- Page extract:
↓↓↓

Guide

The 12 permaculture principles

June 30, 2026 · 4 min read

The 12 permaculture principles

The 12 permaculture principles are practical design rules — coined by David Holmgren — for building landscapes that produce food, water, and habitat while getting more self-sufficient over time. They are not gardening tips so much as a way of thinking, and they apply whether you are planning a single raised bed or a whole property. Below are the three ethics that anchor them, then all twelve principles with a concrete way to use each one.

The three ethics

Before the principles come three ethics that answer why we design this way. Earth care means tending soil, water, and living systems so they get healthier, not more depleted. People care means the design has to actually feed and support the humans using it. Fair share (sometimes "return of surplus") means capping our take and cycling the extra — seeds, compost, harvest, knowledge — back into the system. Every principle below serves at least one of these. If you are brand new to the idea, our plain-language intro to regenerative design is a gentler starting point.

The 12 design principles

1. Observe and interact. Spend a full season watching before you dig — note where water pools, where frost lingers, where the afternoon sun bakes. A map of your yard's real behavior will save you from expensive guesses.

2. Catch and store energy. Capture resources when they are abundant so you have them in lean times. That looks like collecting roof runoff in tanks and swales, building soil that holds moisture, or letting a south-facing wall bank winter heat.

3. Obtain a yield. A design has to feed you — literally or otherwise — or you will abandon it. Plant a few fast, reliable producers like herbs, greens, or berries early so you are eating something in year one, not just year five.

4. Apply self-regulation and accept feedback. Build in limits and then listen to what the land tells you. If a bed keeps failing, that is feedback: change the plant, the placement, or the water before you fight the same battle a third season.

↑↑↑

- Material shown:
↓↓↓

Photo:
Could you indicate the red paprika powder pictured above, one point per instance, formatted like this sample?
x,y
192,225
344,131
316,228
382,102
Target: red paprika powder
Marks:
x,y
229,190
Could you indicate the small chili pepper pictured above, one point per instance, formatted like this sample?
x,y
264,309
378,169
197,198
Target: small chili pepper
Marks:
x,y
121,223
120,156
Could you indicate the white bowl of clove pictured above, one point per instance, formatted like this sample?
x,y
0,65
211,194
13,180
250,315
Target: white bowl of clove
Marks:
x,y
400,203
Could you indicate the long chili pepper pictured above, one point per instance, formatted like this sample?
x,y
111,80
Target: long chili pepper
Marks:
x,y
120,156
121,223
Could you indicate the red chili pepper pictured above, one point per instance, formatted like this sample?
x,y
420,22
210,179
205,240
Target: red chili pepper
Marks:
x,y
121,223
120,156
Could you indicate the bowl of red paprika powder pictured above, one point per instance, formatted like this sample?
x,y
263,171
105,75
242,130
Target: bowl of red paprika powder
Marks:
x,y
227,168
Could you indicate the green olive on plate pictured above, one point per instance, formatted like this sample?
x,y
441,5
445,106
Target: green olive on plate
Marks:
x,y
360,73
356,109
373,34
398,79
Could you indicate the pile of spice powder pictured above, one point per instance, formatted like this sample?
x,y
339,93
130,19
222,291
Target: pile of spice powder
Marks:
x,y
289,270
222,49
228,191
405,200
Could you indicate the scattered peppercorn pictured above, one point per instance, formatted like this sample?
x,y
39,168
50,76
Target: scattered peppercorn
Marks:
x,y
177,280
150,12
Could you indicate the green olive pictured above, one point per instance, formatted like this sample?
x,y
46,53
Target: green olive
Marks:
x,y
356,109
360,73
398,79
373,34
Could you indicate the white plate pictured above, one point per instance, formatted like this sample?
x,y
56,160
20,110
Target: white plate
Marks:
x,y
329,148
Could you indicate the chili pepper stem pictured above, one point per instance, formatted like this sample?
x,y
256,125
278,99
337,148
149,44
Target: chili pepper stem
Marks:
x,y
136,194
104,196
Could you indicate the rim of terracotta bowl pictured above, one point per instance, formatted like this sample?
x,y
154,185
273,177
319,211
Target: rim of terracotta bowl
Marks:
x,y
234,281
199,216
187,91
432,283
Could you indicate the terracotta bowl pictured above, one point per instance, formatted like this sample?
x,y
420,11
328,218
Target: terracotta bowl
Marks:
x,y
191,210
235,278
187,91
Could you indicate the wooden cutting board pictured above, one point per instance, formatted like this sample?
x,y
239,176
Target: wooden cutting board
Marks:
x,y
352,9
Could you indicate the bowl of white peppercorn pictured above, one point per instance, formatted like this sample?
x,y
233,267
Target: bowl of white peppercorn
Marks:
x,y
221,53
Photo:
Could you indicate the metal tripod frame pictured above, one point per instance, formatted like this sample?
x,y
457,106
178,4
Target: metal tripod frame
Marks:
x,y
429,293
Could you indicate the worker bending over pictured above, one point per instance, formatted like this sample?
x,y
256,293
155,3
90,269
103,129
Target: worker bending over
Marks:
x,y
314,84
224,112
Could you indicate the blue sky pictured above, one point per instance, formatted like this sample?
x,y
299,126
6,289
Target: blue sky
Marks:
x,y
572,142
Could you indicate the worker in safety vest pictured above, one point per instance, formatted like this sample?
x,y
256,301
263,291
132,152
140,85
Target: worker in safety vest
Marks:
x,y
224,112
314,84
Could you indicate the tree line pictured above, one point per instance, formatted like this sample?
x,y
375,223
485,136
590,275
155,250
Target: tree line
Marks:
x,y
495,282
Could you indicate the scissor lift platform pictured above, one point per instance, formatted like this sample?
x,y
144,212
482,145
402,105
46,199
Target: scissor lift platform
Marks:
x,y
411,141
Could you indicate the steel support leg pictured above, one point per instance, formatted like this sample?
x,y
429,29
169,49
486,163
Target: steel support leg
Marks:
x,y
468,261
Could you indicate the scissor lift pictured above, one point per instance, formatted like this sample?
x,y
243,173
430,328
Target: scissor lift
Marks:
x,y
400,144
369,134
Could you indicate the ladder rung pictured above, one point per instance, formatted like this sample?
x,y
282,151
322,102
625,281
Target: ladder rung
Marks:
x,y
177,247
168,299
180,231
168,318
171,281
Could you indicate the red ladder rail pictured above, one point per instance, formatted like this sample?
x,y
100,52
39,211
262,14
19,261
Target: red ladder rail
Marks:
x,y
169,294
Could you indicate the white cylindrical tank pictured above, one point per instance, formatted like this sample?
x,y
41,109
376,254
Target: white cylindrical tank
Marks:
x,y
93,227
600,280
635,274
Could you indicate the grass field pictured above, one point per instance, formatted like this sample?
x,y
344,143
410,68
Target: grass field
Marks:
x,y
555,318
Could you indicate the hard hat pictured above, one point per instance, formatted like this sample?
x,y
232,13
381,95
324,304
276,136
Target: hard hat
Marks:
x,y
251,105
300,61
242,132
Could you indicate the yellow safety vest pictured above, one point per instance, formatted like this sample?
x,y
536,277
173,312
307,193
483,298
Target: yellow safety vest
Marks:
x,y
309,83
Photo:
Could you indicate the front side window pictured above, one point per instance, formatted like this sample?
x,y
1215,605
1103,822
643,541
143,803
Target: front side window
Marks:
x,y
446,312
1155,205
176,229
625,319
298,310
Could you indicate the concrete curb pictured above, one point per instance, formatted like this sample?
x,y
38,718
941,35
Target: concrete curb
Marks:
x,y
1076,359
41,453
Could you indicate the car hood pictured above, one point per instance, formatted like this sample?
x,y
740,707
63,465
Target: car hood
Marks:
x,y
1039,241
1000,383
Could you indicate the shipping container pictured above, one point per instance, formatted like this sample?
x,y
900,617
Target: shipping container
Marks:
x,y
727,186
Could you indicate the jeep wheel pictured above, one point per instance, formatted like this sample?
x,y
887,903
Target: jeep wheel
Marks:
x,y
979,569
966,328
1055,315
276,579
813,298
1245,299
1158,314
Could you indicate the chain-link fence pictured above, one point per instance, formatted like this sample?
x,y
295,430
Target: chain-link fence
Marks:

↑↑↑

- Problems to work on:
[1] Repeat the passage of the permaculture principles guide between "1. Observe and" and "just year five.", inclusive.
[2] Continue the guide to the 12 permaculture principles from the point where it stops.
The rows are separate material and have no connection to the permaculture principles guide.

- Responses per task:
[1]
1. Observe and interact. Spend a full season watching before you dig — note where water pools, where frost lingers, where the afternoon sun bakes. A map of your yard's real behavior will save you from expensive guesses.

2. Catch and store energy. Capture resources when they are abundant so you have them in lean times. That looks like collecting roof runoff in tanks and swales, building soil that holds moisture, or letting a south-facing wall bank winter heat.

3. Obtain a yield. A design has to feed you — literally or otherwise — or you will abandon it. Plant a few fast, reliable producers like herbs, greens, or berries early so you are eating something in year one, not just year five.

[2]
5. Use and value renewable resources and services. Lean on what regenerates on its own instead of what you have to keep buying. Let chickens turn compost, plant nitrogen-fixers to feed the soil, and use living mulch instead of bagged fertilizer where you can.

6. Produce no waste. Treat every "waste" as an unused resource. Kitchen scraps become compost, fallen leaves become mulch, greywater feeds fruit trees, and prunings become habitat piles — nothing leaves the property that could have fed it.

7. Design from patterns to details. Start with the big picture — sun, slope, water flow, access — and fill in the specifics afterward. Decide where your zones and paths go before you obsess over which tomato variety goes in which corner; our whole-property design approach works exactly this way.

8. Integrate rather than segregate. Place elements so they help each other instead of isolating each function. Grouping mutually supportive plants into companion planting guilds around a fruit tree — fixers, mulchers, pest-confusers — is this principle made visible.

9. Use small and slow solutions. Start modest and let success compound; small systems are easier to fix and cheaper to get wrong. Perfect one keyhole bed before you terrace the whole slope, and grow outward from what already works.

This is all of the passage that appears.